▶ **About this task**
In your copy, include every line of the records exactly and no picture at all.

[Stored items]
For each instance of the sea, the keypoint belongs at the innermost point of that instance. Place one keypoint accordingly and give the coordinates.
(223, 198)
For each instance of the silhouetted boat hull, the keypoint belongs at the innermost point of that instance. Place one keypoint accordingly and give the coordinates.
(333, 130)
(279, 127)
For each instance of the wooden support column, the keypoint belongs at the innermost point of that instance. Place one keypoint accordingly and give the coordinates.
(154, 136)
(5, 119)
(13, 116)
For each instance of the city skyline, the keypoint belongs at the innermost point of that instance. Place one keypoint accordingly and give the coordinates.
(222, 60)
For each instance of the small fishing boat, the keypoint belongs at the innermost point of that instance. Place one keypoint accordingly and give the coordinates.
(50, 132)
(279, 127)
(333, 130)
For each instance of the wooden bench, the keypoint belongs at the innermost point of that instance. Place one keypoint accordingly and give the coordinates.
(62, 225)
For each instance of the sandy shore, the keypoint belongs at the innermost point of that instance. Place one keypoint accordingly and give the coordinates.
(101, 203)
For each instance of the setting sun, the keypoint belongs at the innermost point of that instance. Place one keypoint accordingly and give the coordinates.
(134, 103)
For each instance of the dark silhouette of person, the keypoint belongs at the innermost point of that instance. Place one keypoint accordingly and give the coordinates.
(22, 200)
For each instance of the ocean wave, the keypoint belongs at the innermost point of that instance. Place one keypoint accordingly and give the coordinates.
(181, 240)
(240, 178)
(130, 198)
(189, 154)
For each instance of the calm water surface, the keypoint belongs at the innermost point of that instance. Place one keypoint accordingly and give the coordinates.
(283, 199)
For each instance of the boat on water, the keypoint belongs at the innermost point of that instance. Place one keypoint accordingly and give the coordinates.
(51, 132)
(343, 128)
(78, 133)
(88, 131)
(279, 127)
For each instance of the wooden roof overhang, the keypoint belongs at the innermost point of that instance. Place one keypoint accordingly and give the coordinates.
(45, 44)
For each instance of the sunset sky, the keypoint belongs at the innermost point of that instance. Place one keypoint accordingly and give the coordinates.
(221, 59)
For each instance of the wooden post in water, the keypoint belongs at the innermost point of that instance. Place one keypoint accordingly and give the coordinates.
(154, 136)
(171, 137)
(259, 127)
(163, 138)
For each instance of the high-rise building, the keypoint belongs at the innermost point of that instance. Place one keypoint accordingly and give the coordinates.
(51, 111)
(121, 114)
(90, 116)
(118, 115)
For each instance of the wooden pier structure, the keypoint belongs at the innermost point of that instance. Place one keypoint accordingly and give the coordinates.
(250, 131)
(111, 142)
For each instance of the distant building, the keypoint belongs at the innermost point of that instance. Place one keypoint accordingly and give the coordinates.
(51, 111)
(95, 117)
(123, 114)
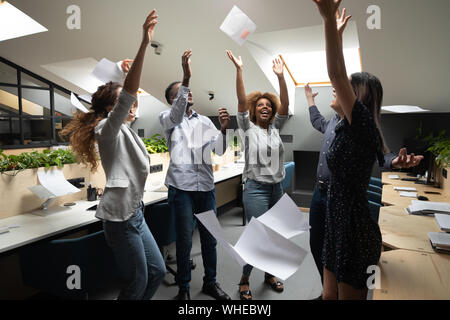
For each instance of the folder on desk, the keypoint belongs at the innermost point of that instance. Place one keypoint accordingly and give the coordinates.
(418, 207)
(443, 221)
(440, 241)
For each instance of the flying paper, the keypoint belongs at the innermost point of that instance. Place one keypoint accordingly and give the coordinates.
(77, 104)
(238, 26)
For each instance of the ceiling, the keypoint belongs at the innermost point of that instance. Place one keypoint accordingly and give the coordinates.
(410, 54)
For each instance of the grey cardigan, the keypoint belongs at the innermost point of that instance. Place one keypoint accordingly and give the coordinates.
(125, 161)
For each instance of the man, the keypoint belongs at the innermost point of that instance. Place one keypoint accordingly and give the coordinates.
(319, 201)
(191, 138)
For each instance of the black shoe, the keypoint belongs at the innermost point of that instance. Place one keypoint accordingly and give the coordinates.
(214, 291)
(183, 295)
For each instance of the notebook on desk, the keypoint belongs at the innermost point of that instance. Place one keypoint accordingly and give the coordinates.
(443, 221)
(440, 241)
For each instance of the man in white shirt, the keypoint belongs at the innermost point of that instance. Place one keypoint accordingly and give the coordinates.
(191, 138)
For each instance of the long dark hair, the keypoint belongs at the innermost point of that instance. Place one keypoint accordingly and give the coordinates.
(369, 91)
(81, 128)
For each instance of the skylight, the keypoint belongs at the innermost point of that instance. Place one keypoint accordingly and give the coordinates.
(311, 67)
(14, 23)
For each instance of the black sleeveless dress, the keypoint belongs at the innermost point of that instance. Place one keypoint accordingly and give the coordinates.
(352, 238)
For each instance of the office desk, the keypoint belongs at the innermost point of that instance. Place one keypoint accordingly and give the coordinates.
(392, 197)
(411, 275)
(400, 230)
(62, 219)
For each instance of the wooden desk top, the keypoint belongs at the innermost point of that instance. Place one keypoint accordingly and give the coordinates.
(392, 197)
(60, 219)
(411, 275)
(400, 230)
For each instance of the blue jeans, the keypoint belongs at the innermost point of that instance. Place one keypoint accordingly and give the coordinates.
(258, 198)
(139, 260)
(317, 215)
(184, 205)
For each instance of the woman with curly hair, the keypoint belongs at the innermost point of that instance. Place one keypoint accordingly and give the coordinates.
(260, 117)
(126, 164)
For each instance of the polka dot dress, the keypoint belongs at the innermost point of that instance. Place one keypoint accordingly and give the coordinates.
(352, 238)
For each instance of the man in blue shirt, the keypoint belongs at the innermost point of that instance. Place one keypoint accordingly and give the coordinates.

▶ **Answer space**
For each instance of the sea, the keypoint belongs at the innermost point of that instance. Place one keypoint accordingly and give the coordinates.
(223, 198)
For each instance of the silhouetted boat hull, the keypoint belongs at the innermost point of that instance. Place one keypoint accordingly and give the coordinates.
(333, 130)
(279, 127)
For each instance of the wooden support column, the keypoint belongs at the innermost point of that instance. Place one keypoint accordingly and give the coordinates.
(154, 136)
(5, 119)
(13, 116)
For each instance of the city skyline, the keypoint belongs at the innermost point of that instance. Place one keypoint accordingly and give the coordinates.
(222, 60)
For each instance of the small fishing boat, the keypoint belongs at the innermost point of that instance. Place one keypoint accordingly and give the coordinates.
(50, 132)
(279, 127)
(333, 130)
For each instance of the wooden bench, the keypoint belongs at the innermost point of that instance. Place one keypoint accordingly and give the coordinates.
(62, 225)
For each instance of the sandy shore, the keypoint belongs at the innermost point of that instance. Place one keypoint accordingly and give the coordinates.
(101, 203)
For each instance of the setting sun, the keypoint belongs at the innermost point of that instance. Place one keypoint accordingly and give the coordinates.
(134, 103)
For each instance of the dark silhouette of person, the keypoint belongs at the innermost point of that instance. Place one keypoint accordingly and give the coordinates.
(22, 200)
For each instance of the ocean wave, the keypoint belongs at the innermost point of that instance. Place one keypoint accordingly and give the coordinates.
(181, 240)
(240, 178)
(130, 198)
(189, 154)
For each instance of the calm water surface, the keypoint belongs at the innermost point of that instance. Place one keypoint accordingly and give the coordinates.
(283, 199)
For each instance of the boat on water, the keypoint belongs at the innermost point of that instance. Place one keypoint accordingly and give the coordinates.
(51, 132)
(343, 128)
(78, 133)
(88, 131)
(279, 127)
For each instance of the wooden roof overhang, the keypoint belongs at the innermost point of that instance. Place one keypoint accordingly and give the coordinates.
(45, 44)
For each instance of the sunset sky, the keypoint belongs at the innermost point of that instance. Place one keypoint accordingly and give the coordinates.
(221, 59)
For each instance of the wooden post in water, the keypoint belongs at the innermost point of that instance. Place one keypoint accordingly and give the coordinates.
(154, 136)
(171, 137)
(259, 127)
(163, 138)
For each instance of the high-rise building, the keypoint belongs at the innermost point of that instance. Place one keypoint accordingly and give the coordinates.
(51, 111)
(121, 114)
(90, 116)
(118, 115)
For each instance of the wooden pier structure, the keypoint belongs at the innermost point of that instance. Place one keypoint accordingly and give the coordinates.
(250, 131)
(111, 142)
For each instance of the distant building, the keypoint belongs at the innermost point of that instance. Place one keypoint accordingly and give the coordinates.
(51, 111)
(95, 117)
(123, 114)
For each instance of the folder on desk, the keypoint belongs at the innermost point of that instance. Place one keypoint accordingly and give the coordinates.
(418, 207)
(443, 221)
(440, 241)
For each instance of the flying paper, the keypoint belongs at the innermost point of that instance. Place one keypoint accordingly and give the coordinates.
(77, 104)
(238, 26)
For each instance of the ceiling, the keypoint belongs at the innermost point of that instance. Place one keypoint accordingly and give the coordinates.
(410, 54)
For each instance of the grey cardigan, the keypoint belongs at the innermost point of that instance. Place one keypoint accordingly and give the coordinates.
(125, 161)
For each instance of the man, the keypoint belongs at the innermost point of that instance. Place one keypoint accordingly and give the coordinates.
(319, 201)
(191, 138)
For each instance of the black shoe, the keypoint belongs at the innermost point of that instance. Place one keypoint accordingly and give the coordinates.
(214, 291)
(183, 295)
For each instance of the notebook on desk, the keypoint belongs at the innermost point of that instance. Place one keypoint accordingly and give the coordinates.
(443, 221)
(440, 241)
For each instance of the man in white shirt, the keypoint belongs at the innermost point of that instance. Place one keypoint accordingly and give the coordinates.
(191, 138)
For each instance of the long dark hair, the keypoint belongs at the innermost point of that instance. Place one keypoint accordingly and give the coordinates.
(369, 91)
(81, 128)
For each instance of the skylight, the keypoint belongs at the innermost point of that instance. Place one keypoint accordingly and give the coordinates.
(311, 67)
(14, 23)
For each instance of the black sleeveless dress, the keypoint belongs at the innermost point of that instance. Place one keypoint accordingly and give the coordinates.
(352, 238)
For each instance of the office desk, the keypoint belongs at the innermost point of that instance. Place one keypoint accordingly and give the coordinates.
(392, 197)
(411, 275)
(400, 230)
(62, 219)
For each instance of the wooden desk top, the keypoint belongs at the innermost point of that instance. Place one keypoint accordingly and give the coordinates.
(392, 197)
(60, 219)
(411, 275)
(400, 230)
For each instance of the blue jeans, the keypoint belongs at the innermost point of that instance. Place one keypoint accordingly and give the coordinates.
(258, 198)
(139, 260)
(317, 215)
(184, 205)
For each instance of the woman with curly hair, the keypoint belongs at the innermost point of that instance. Place one keypoint accordingly and give the coordinates.
(260, 117)
(126, 164)
For each instance of the polka dot dress, the keypoint belongs at the innermost point of that instance. Place one keypoint accordingly and give the coordinates.
(352, 238)
For each instance of the man in blue shirt, the keypoint belongs at the innermost point of that instance. Place one keypoint accordingly and give the coordinates.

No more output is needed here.